WHAT NEEDS TO BE DONE »
Would you please retype, exactly, the lines of the listing below between the line with "positive clicks: (252, 215)" and the line with "positive clicks: (85, 145) (81, 138)", inclusive?

*** INPUT DATA

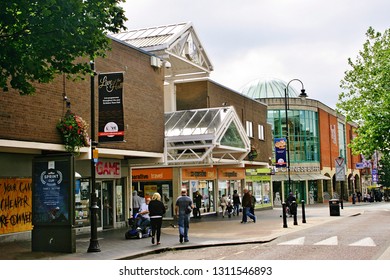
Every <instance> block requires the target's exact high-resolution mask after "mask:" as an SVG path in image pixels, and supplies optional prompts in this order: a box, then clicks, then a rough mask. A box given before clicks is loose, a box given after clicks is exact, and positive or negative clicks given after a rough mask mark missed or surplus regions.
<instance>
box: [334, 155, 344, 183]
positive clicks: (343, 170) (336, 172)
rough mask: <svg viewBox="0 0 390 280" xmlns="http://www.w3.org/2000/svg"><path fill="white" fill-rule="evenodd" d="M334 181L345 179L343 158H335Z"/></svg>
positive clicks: (343, 159) (343, 158)
mask: <svg viewBox="0 0 390 280" xmlns="http://www.w3.org/2000/svg"><path fill="white" fill-rule="evenodd" d="M335 167H336V181H345V161H344V158H342V157H338V158H336V159H335Z"/></svg>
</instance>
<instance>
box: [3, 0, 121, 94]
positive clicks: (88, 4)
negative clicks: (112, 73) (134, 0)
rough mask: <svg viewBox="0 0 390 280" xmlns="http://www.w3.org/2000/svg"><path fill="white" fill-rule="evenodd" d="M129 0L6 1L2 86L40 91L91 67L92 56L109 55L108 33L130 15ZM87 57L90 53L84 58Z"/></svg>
mask: <svg viewBox="0 0 390 280" xmlns="http://www.w3.org/2000/svg"><path fill="white" fill-rule="evenodd" d="M121 2H125V0H94V1H92V0H12V1H1V2H0V88H1V89H3V91H8V90H9V87H12V88H14V89H16V90H18V91H19V92H20V94H21V95H25V94H32V93H34V92H35V87H34V85H33V83H34V82H39V83H48V82H50V81H52V80H53V78H54V77H55V76H56V75H57V74H60V73H65V74H68V76H75V77H76V78H77V77H79V78H80V77H82V76H84V75H85V74H88V73H91V69H90V65H89V60H93V59H94V58H95V57H98V56H104V54H105V52H106V51H107V49H108V48H109V42H110V40H109V38H108V37H107V36H106V35H107V33H117V32H119V31H120V30H121V29H126V28H125V27H124V22H125V21H126V20H127V19H126V17H125V15H124V10H123V8H122V7H120V6H119V3H121ZM80 58H86V59H80Z"/></svg>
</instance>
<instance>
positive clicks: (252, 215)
mask: <svg viewBox="0 0 390 280" xmlns="http://www.w3.org/2000/svg"><path fill="white" fill-rule="evenodd" d="M248 217H249V218H251V219H252V220H253V221H256V216H255V215H253V214H252V213H251V212H250V207H244V208H243V209H242V221H243V222H244V223H246V222H247V221H248Z"/></svg>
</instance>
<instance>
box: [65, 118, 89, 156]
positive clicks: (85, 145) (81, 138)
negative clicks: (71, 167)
mask: <svg viewBox="0 0 390 280" xmlns="http://www.w3.org/2000/svg"><path fill="white" fill-rule="evenodd" d="M57 129H58V132H59V133H60V134H61V137H62V140H63V142H64V145H65V150H66V151H68V152H70V153H72V154H79V153H80V148H81V147H87V146H89V137H88V133H87V130H88V124H87V123H86V122H85V121H84V120H83V119H82V118H81V117H80V116H77V115H75V114H74V113H72V112H70V111H67V112H66V114H65V116H64V117H63V118H62V119H61V120H60V121H59V122H58V123H57Z"/></svg>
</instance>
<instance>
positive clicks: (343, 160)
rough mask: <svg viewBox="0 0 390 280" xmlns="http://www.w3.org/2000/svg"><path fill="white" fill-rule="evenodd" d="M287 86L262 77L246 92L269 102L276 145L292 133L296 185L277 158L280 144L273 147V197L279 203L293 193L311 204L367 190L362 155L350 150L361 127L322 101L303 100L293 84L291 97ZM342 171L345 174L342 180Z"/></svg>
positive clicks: (290, 145)
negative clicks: (278, 162) (358, 154)
mask: <svg viewBox="0 0 390 280" xmlns="http://www.w3.org/2000/svg"><path fill="white" fill-rule="evenodd" d="M287 87H288V83H286V82H285V81H282V80H279V79H274V78H262V79H258V80H255V81H253V82H250V83H248V84H247V85H246V86H244V87H243V88H242V94H244V95H246V96H249V97H251V98H254V99H257V100H260V101H261V102H263V103H266V104H267V105H268V122H269V123H270V124H271V125H272V133H273V138H274V143H275V146H276V145H277V143H278V140H280V139H282V141H285V140H286V136H287V135H288V136H289V141H288V142H289V149H288V151H287V156H290V180H291V181H290V185H289V180H288V179H289V178H288V177H289V174H288V173H289V172H288V170H287V168H286V166H285V165H284V166H279V165H278V162H277V160H276V158H277V156H276V152H277V149H276V147H275V149H274V151H273V153H274V155H273V164H274V166H275V168H274V170H275V175H273V176H272V184H273V191H274V196H273V197H274V198H279V197H280V200H278V201H274V205H278V204H279V203H280V202H281V201H284V200H285V199H286V198H287V196H288V193H289V192H293V193H294V194H295V195H296V197H297V200H298V201H301V200H305V201H306V203H309V204H313V203H322V202H327V201H328V200H329V199H332V198H343V199H344V200H350V199H351V197H352V194H353V193H356V192H362V188H361V175H360V170H359V169H356V163H358V162H360V161H361V160H360V156H354V155H352V152H351V149H350V148H348V144H349V143H350V141H351V140H352V139H353V137H354V130H355V129H356V125H355V124H353V123H349V122H346V120H345V117H344V116H342V115H340V114H338V113H337V112H336V111H335V110H333V109H331V108H329V107H328V106H326V105H324V104H322V103H321V102H319V101H317V100H313V99H304V100H302V99H300V98H298V93H297V91H296V90H295V89H294V88H293V87H291V86H290V87H289V90H288V95H286V91H285V90H287ZM286 102H287V104H288V108H287V114H288V115H287V120H288V125H287V123H286ZM287 127H288V133H287ZM339 165H342V168H341V166H339ZM341 169H343V174H345V175H343V178H341V179H340V178H336V177H337V176H336V173H337V171H338V170H341Z"/></svg>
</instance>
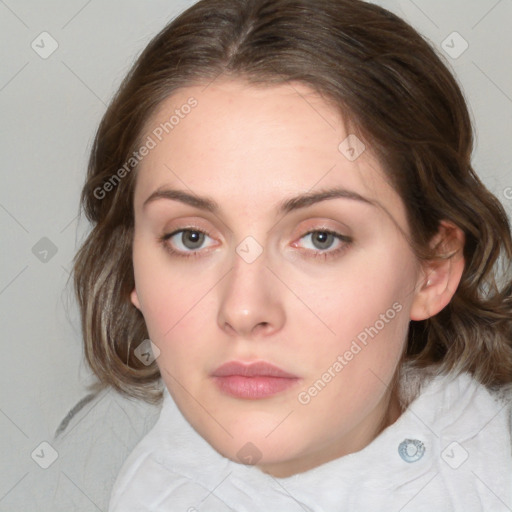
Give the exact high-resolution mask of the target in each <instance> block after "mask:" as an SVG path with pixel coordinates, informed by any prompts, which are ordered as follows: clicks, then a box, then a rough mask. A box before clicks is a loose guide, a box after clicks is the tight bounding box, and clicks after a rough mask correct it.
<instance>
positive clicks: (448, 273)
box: [410, 221, 465, 320]
mask: <svg viewBox="0 0 512 512" xmlns="http://www.w3.org/2000/svg"><path fill="white" fill-rule="evenodd" d="M464 243H465V236H464V232H463V231H462V230H461V229H460V228H458V227H457V226H455V224H452V223H451V222H448V221H442V222H441V225H440V228H439V231H438V233H437V235H436V236H435V237H434V239H433V240H432V243H431V246H432V248H435V249H436V255H438V256H439V257H440V258H436V259H434V260H431V261H429V262H427V263H425V266H424V268H423V272H422V277H421V279H420V280H419V281H418V283H417V287H416V288H417V291H416V295H415V297H414V301H413V304H412V307H411V313H410V317H411V320H425V319H427V318H430V317H432V316H434V315H436V314H437V313H439V311H441V310H442V309H443V308H444V307H445V306H446V305H447V304H448V303H449V302H450V301H451V300H452V297H453V296H454V294H455V292H456V290H457V287H458V286H459V283H460V279H461V277H462V272H463V271H464Z"/></svg>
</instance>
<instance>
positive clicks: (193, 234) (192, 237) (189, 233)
mask: <svg viewBox="0 0 512 512" xmlns="http://www.w3.org/2000/svg"><path fill="white" fill-rule="evenodd" d="M206 239H210V240H212V238H211V237H210V236H209V235H208V233H206V232H205V231H202V230H199V229H191V228H187V229H179V230H177V231H174V232H172V233H169V234H166V235H164V236H163V237H161V239H160V241H161V242H162V244H163V245H164V246H165V248H166V249H167V250H168V251H169V252H170V253H171V254H176V255H178V256H182V257H185V258H187V257H189V256H195V255H196V253H198V252H199V251H198V249H201V248H202V246H203V244H204V242H205V240H206Z"/></svg>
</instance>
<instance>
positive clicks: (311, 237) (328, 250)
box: [293, 229, 352, 258]
mask: <svg viewBox="0 0 512 512" xmlns="http://www.w3.org/2000/svg"><path fill="white" fill-rule="evenodd" d="M300 240H305V241H306V243H305V244H304V245H305V246H306V252H311V253H312V254H311V255H312V256H313V257H316V256H322V257H324V258H327V257H332V256H336V255H339V254H340V253H341V252H342V251H344V250H345V249H347V247H348V245H350V244H351V243H352V239H351V238H350V237H348V236H345V235H342V234H341V233H337V232H336V231H331V230H328V229H321V230H313V231H310V232H308V233H306V234H305V235H303V236H302V237H301V238H300ZM293 245H294V247H299V248H300V246H299V245H298V242H295V243H294V244H293ZM308 245H309V247H308ZM333 247H334V248H333Z"/></svg>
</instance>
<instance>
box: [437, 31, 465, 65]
mask: <svg viewBox="0 0 512 512" xmlns="http://www.w3.org/2000/svg"><path fill="white" fill-rule="evenodd" d="M441 48H442V49H443V50H444V51H445V52H446V53H447V54H448V55H449V56H450V57H451V58H452V59H458V58H459V57H460V56H461V55H462V54H463V53H464V52H465V51H466V50H467V49H468V48H469V43H468V42H467V41H466V40H465V39H464V38H463V37H462V36H461V35H460V34H459V33H458V32H452V33H451V34H450V35H449V36H448V37H447V38H446V39H445V40H444V41H443V42H442V43H441Z"/></svg>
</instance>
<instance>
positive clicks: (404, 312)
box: [131, 80, 421, 476]
mask: <svg viewBox="0 0 512 512" xmlns="http://www.w3.org/2000/svg"><path fill="white" fill-rule="evenodd" d="M187 105H188V107H187ZM165 123H167V124H165ZM349 135H350V134H349V133H347V132H346V131H345V129H344V123H343V122H342V119H341V118H340V117H339V115H337V113H336V112H335V110H334V108H333V107H332V106H329V105H328V104H327V103H325V102H324V101H323V100H322V99H321V98H320V97H319V96H317V95H316V94H314V93H313V91H312V90H310V89H309V88H307V87H306V86H304V85H300V84H286V85H280V86H266V87H257V86H254V85H248V84H246V83H244V82H242V81H227V80H225V81H220V80H217V81H215V82H213V83H212V84H210V85H209V86H208V87H206V86H202V87H189V88H185V89H181V90H180V91H178V92H176V93H175V94H174V95H172V96H171V97H170V98H168V100H166V102H164V103H163V104H162V105H161V106H160V108H159V110H158V112H157V114H156V116H154V117H153V118H152V119H151V122H150V123H149V124H148V125H147V130H146V132H145V134H144V138H143V139H142V140H144V141H145V144H146V148H148V149H147V150H144V151H141V152H140V153H141V155H142V153H144V154H145V156H143V157H142V160H141V163H140V164H139V168H138V171H137V172H138V175H137V184H136V190H135V198H134V208H135V236H134V248H133V262H134V269H135V283H136V284H135V290H134V291H133V292H132V296H131V298H132V302H133V304H134V305H135V306H136V307H137V308H139V309H140V311H141V312H142V313H143V315H144V319H145V322H146V325H147V328H148V332H149V335H150V338H151V340H152V342H153V343H154V344H155V345H156V346H157V347H158V349H159V351H160V355H159V356H158V358H157V359H156V362H157V364H158V366H159V368H160V371H161V374H162V377H163V380H164V382H165V384H166V386H167V388H168V390H169V392H170V393H171V395H172V396H173V398H174V400H175V401H176V403H177V405H178V407H179V408H180V410H181V411H182V413H183V415H184V416H185V417H186V418H187V420H188V421H189V422H190V424H191V425H192V426H193V427H194V428H195V429H196V430H197V432H199V434H200V435H201V436H202V437H204V438H205V439H206V440H207V441H208V442H209V443H210V444H211V445H212V446H213V447H214V448H215V449H216V450H217V451H218V452H220V453H221V454H223V455H224V456H226V457H228V458H230V459H232V460H235V461H238V462H249V463H253V464H256V465H257V466H258V467H260V468H261V469H262V470H263V471H265V472H268V473H270V474H272V475H274V476H289V475H292V474H295V473H298V472H302V471H305V470H307V469H310V468H312V467H315V466H318V465H320V464H322V463H324V462H327V461H329V460H332V459H335V458H338V457H340V456H342V455H345V454H347V453H351V452H354V451H358V450H360V449H361V448H363V447H364V446H366V445H367V444H368V443H369V442H370V441H371V440H372V439H373V438H375V436H376V435H377V434H378V433H379V432H380V431H381V430H382V429H383V428H384V427H385V426H387V425H388V424H390V423H391V422H393V421H394V420H395V419H396V417H397V416H398V414H399V410H398V406H397V399H396V396H394V394H393V393H391V390H392V381H393V378H394V376H395V373H396V369H397V365H398V363H399V360H400V358H401V355H402V353H403V350H404V344H405V340H406V333H407V327H408V323H409V319H410V311H411V304H412V302H413V300H414V296H415V293H416V292H415V289H416V288H417V287H418V284H419V280H420V278H421V271H420V267H419V264H418V262H417V260H416V258H415V257H414V255H413V253H412V251H411V249H410V247H409V246H408V244H407V242H406V240H405V238H404V235H403V233H401V232H400V230H403V231H404V232H405V233H408V232H409V230H408V227H407V223H406V214H405V209H404V205H403V202H402V200H401V199H400V197H399V196H398V195H397V193H396V192H395V191H394V190H393V189H392V188H391V186H390V185H389V183H388V182H387V180H386V178H385V175H384V173H383V171H382V168H381V166H380V165H379V163H378V162H377V161H376V160H375V159H374V157H373V156H372V154H371V148H370V147H367V148H366V149H364V147H363V146H362V145H361V144H362V143H361V142H360V141H359V142H358V140H357V139H355V138H354V136H353V135H352V136H351V137H349V139H348V140H347V136H349ZM148 137H149V138H148ZM150 139H151V141H150ZM155 191H158V192H159V193H158V194H156V195H155ZM141 342H142V340H141ZM230 362H235V363H239V365H238V367H237V366H236V365H235V366H234V367H231V368H227V369H226V371H225V372H222V371H220V370H218V369H219V368H220V367H221V366H222V365H224V364H225V363H230ZM254 362H263V363H268V365H273V366H275V367H278V368H279V369H281V370H282V372H284V373H280V374H275V373H272V371H270V370H269V366H265V365H262V366H259V367H258V366H256V367H253V369H252V371H253V372H252V374H247V373H245V370H244V367H246V366H248V365H250V364H251V363H254ZM283 375H284V376H283Z"/></svg>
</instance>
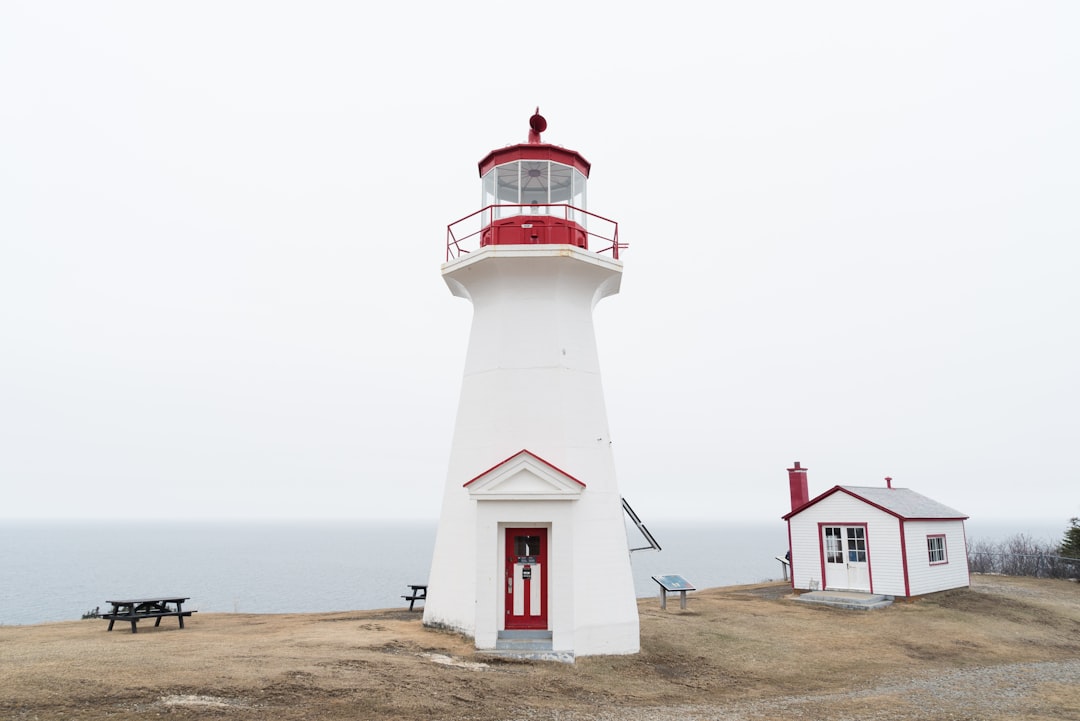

******

SOLUTION TO THE EXERCISE »
positive clicks: (252, 215)
mask: <svg viewBox="0 0 390 280" xmlns="http://www.w3.org/2000/svg"><path fill="white" fill-rule="evenodd" d="M248 217H249V218H251V219H252V220H253V221H256V216H255V215H253V214H252V213H251V212H250V207H244V208H243V209H242V221H243V222H244V223H246V222H247V221H248Z"/></svg>
</instance>
<instance>
box: [65, 118, 89, 156]
positive clicks: (85, 145) (81, 138)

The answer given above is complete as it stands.